• Source data:
========================================

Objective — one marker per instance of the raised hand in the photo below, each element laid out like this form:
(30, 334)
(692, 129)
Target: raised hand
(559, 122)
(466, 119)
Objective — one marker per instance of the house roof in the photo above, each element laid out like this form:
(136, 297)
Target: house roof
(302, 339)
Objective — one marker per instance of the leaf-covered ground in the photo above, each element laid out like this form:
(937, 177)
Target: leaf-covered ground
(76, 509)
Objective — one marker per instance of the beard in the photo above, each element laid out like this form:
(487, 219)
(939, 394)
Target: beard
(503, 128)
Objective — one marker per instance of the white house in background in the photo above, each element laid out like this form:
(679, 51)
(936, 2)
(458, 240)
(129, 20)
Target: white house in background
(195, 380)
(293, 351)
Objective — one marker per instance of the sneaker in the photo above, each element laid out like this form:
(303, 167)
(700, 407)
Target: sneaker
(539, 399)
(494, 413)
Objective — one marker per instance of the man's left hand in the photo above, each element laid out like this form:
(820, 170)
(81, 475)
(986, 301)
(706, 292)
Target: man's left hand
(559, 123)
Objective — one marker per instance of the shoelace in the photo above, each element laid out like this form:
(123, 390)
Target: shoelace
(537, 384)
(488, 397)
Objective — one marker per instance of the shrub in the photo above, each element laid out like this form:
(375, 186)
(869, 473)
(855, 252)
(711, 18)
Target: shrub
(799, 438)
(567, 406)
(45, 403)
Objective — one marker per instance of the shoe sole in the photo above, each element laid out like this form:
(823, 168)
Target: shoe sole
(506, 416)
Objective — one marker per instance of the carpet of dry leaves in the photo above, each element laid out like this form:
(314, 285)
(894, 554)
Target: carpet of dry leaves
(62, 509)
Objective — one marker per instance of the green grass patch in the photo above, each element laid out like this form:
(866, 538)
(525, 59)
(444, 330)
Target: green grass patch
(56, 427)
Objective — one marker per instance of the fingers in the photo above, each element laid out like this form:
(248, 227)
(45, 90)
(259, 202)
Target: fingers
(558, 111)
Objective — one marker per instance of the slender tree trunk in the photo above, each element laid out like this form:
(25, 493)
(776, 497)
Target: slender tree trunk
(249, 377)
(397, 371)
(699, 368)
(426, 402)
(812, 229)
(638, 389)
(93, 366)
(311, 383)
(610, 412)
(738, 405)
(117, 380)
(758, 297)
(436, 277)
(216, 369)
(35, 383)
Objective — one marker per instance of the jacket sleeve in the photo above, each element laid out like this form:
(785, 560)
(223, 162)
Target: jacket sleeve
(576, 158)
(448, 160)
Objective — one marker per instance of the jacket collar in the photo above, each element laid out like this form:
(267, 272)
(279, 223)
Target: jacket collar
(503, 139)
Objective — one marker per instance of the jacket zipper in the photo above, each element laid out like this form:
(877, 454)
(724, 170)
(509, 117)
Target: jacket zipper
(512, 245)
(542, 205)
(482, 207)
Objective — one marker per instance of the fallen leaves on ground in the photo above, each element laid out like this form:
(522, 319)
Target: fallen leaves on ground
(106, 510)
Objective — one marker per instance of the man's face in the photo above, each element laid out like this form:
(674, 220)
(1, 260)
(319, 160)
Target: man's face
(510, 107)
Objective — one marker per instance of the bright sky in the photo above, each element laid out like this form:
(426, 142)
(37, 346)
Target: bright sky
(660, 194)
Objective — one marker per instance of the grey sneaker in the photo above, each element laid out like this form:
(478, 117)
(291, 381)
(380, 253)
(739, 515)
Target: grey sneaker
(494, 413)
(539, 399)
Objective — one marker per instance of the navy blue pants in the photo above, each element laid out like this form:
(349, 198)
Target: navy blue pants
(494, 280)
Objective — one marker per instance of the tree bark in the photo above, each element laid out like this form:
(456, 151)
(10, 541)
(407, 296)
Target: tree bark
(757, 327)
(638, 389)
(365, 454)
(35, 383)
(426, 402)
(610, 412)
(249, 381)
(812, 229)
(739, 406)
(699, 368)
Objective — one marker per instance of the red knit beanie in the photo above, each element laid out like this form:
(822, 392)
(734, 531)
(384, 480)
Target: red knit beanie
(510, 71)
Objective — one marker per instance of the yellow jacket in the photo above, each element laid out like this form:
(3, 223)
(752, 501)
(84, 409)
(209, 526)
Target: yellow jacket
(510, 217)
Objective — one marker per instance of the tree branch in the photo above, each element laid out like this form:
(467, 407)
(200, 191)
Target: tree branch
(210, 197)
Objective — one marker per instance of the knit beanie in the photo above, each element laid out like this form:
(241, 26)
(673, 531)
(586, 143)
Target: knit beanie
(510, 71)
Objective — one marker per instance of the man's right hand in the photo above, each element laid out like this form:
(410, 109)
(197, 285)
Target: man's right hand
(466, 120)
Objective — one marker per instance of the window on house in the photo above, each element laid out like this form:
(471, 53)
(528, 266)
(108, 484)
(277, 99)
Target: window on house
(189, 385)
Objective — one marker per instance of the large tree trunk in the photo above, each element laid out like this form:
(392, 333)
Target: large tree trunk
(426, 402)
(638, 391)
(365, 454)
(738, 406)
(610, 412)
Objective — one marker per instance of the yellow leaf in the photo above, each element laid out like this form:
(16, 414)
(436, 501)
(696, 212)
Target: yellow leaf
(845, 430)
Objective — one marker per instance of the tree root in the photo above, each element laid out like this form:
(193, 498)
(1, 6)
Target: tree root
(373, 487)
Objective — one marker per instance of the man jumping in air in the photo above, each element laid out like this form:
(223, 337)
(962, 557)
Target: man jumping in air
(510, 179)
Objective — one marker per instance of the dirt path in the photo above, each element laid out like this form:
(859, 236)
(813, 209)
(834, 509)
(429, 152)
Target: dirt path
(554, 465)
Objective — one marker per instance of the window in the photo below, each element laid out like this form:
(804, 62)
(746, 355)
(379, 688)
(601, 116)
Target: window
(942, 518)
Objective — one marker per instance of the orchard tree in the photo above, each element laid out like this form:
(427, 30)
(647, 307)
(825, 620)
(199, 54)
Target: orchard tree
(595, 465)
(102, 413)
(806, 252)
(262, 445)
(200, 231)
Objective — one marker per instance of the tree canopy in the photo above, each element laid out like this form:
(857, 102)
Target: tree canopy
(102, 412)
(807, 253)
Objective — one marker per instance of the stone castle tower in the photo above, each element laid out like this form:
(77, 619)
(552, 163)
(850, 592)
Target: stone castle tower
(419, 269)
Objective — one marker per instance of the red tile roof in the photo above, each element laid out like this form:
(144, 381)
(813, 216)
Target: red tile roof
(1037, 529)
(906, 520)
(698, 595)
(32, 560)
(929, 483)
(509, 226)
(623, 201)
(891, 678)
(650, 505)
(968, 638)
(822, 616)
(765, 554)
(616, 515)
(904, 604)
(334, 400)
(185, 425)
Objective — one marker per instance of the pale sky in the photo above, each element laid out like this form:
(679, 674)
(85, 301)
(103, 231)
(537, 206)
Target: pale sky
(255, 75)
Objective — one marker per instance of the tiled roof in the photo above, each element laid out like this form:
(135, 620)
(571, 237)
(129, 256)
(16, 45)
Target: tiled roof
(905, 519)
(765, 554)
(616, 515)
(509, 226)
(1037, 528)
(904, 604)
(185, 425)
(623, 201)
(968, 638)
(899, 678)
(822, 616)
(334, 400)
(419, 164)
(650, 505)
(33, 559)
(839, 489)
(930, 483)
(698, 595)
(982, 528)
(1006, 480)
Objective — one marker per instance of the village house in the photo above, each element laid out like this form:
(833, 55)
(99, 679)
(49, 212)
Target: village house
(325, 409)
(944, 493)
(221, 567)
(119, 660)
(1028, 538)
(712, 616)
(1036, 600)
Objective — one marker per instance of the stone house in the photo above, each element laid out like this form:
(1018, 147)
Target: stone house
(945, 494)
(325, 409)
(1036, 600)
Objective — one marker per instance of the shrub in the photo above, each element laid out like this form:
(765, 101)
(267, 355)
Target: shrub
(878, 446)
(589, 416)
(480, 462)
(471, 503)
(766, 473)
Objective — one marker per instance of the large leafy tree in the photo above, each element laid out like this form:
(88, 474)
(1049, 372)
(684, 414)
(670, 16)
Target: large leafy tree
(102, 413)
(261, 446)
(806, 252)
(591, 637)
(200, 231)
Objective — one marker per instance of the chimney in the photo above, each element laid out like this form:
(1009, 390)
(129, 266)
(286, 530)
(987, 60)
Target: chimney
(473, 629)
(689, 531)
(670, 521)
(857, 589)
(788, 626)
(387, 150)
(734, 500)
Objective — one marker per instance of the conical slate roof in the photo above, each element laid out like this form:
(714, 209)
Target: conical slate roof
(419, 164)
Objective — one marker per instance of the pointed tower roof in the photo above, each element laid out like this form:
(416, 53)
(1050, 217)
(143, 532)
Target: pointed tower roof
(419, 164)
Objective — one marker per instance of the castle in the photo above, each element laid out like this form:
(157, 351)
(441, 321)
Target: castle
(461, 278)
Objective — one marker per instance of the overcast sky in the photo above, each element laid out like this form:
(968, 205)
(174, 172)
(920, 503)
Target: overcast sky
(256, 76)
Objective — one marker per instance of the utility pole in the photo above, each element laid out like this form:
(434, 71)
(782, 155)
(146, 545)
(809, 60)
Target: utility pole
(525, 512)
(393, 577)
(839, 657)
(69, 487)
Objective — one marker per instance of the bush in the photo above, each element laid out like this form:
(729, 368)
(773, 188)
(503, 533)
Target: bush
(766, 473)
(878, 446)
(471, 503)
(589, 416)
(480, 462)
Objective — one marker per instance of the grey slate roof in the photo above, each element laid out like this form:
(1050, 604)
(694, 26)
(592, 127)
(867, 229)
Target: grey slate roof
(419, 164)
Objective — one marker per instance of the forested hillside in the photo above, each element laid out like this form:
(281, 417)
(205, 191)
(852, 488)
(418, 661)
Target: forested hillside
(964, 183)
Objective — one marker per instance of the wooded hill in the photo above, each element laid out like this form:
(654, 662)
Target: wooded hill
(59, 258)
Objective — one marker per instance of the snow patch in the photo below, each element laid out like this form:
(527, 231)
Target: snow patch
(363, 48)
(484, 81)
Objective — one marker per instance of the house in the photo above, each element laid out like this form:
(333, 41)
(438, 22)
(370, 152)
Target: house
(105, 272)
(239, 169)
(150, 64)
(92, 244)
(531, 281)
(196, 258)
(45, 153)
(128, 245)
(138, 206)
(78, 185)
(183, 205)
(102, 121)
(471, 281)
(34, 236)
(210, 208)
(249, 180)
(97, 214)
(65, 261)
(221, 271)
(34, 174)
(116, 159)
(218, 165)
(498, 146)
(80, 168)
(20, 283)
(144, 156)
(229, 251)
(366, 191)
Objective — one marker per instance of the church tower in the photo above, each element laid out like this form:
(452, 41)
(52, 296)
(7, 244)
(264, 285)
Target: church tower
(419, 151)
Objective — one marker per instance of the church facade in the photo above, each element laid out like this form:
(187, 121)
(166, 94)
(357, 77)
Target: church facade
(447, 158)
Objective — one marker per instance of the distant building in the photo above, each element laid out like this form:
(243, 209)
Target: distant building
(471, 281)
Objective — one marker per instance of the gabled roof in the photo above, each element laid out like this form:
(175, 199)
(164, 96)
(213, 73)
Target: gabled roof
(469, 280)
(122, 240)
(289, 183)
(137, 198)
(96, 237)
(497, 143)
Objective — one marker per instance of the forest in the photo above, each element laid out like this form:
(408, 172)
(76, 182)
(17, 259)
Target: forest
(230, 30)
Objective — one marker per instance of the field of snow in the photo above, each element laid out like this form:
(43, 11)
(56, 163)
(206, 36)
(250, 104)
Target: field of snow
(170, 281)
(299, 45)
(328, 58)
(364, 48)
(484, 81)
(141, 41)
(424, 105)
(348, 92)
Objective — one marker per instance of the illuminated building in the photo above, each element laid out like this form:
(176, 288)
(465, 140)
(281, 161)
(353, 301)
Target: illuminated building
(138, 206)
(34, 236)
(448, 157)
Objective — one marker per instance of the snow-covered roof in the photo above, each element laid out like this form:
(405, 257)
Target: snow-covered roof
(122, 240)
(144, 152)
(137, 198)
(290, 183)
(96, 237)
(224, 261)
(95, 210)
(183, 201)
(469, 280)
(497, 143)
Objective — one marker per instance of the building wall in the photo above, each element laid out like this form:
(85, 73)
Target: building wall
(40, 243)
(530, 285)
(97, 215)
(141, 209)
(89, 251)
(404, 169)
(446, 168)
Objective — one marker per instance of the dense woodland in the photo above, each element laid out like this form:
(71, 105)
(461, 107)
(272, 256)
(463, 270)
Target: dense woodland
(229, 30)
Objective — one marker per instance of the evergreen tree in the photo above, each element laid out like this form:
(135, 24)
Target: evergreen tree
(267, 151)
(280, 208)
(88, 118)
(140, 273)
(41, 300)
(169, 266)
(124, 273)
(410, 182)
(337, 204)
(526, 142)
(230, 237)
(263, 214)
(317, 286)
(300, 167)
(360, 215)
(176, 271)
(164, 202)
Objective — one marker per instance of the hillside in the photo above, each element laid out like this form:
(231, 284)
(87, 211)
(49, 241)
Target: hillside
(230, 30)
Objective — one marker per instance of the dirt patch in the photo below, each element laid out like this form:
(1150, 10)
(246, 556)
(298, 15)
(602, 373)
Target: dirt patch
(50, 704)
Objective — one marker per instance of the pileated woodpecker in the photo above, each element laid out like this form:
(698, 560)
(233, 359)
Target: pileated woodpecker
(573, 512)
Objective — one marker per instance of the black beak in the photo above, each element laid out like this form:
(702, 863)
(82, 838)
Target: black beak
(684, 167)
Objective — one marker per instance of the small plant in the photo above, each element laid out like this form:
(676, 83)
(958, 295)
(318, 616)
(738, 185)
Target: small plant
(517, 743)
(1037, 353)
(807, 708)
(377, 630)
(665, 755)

========================================

The lines to quote run from the one containing "Objective — one marker per instance of the hillside" through the final line of the material above; please give them exactly, both ends included, and nothing else.

• Complete response:
Objective — one marker per instance of the hillside in the photo above, each element laid out like this form:
(231, 284)
(87, 211)
(49, 241)
Target: hillside
(230, 30)
Objective — one marker per instance of the dirt patch in the photo below, each element laid out like this form:
(1150, 10)
(246, 556)
(298, 15)
(602, 373)
Target: dirt patch
(50, 704)
Objective — one marker per instance of the pileated woodpecker in the photo above, each element laid out like this form:
(698, 560)
(233, 359)
Target: pileated woodpecker
(573, 512)
Objective — one marker per instance of the black beak in the photo above, each element laid out like this form:
(702, 863)
(82, 838)
Target: black beak
(684, 167)
Objective — one marker per instance of the small plant in the photo above, each element laid out like this form:
(676, 83)
(958, 295)
(318, 616)
(738, 185)
Target: small plant
(517, 743)
(1037, 353)
(807, 708)
(377, 630)
(665, 755)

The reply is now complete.